• Exercise requirements:
Summarize the text below on phone dependence in two sentences.

By Father Thomas Esposito, O.Cist.
Special to The Texas Catholic
I reached a new low recently when I felt an overwhelming and irresistible itch to catch up on emails mere minutes after my first check of the day, which happened mere minutes after I finished celebrating Mass. I had long lamented the sight of my students reaching addictively for their phones as soon as class ended, but the realization that the contagion had spread to me was a sad revelation.
While musing on my distressing enslavement to the silicon machine, a scene from the movie “2001: A Space Odyssey” came to mind. Early in the famous film, a thin black stone suddenly appears before a group of hysterical hominins. Initially fearful of this large rectangular object, they grow familiar with it; soon after its arrival, they begin to kill their fellows. The same mysterious structure is found in outer space millions of years later, and similar violence is unleashed, the only difference being that technology itself, “embodied” in the computer HAL, takes the murderous initiative against human astronauts. [Sorry for the spoiler!]
A strange thought then brought some awkward consolation: if I take the thin black monolith to be a prototype of the smart phone, at least I can claim that very little has changed from prehistoric times to our present day. Our phones and computers might not provoke us to physical bloodshed, but their enslaving influence does violence in subtle and overt ways to our precious, fragile humanity.
Technological advances in computers and phones in recent decades have altered many essential activities and aspects of being human. While we should be grateful for the obvious blessings those innovations have produced (medical breakthroughs, creature comforts, the ability to communicate instantaneously with anyone on the globe), a smug ignorance tends to accompany our use of the devices that are fundamentally disabusing us of certain truths that once were self-evident. We instinctively reach for our phone at every break from work or school to post inane status updates to everyone and no one, and we respond addictively to AI’s bell call command to “Be Real.”

• Data records:
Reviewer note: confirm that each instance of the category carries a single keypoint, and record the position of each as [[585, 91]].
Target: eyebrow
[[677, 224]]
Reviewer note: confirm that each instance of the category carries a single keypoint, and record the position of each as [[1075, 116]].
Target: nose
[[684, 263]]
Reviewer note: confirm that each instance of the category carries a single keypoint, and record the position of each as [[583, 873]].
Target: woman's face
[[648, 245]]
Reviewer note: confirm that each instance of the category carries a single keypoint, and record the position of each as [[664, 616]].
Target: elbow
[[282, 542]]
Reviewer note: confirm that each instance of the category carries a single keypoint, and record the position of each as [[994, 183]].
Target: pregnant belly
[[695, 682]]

• Finished exercise:
Father Thomas Esposito describes an urge to catch up on emails minutes after celebrating Mass, and the sad realization that the addictive phone habit long lamented in students had spread to the writer too. Comparing the smartphone to the black monolith in "2001: A Space Odyssey," the text grants that recent technology has brought obvious blessings but argues that its enslaving influence does subtle and overt violence to our fragile humanity and disabuses us of truths once self-evident.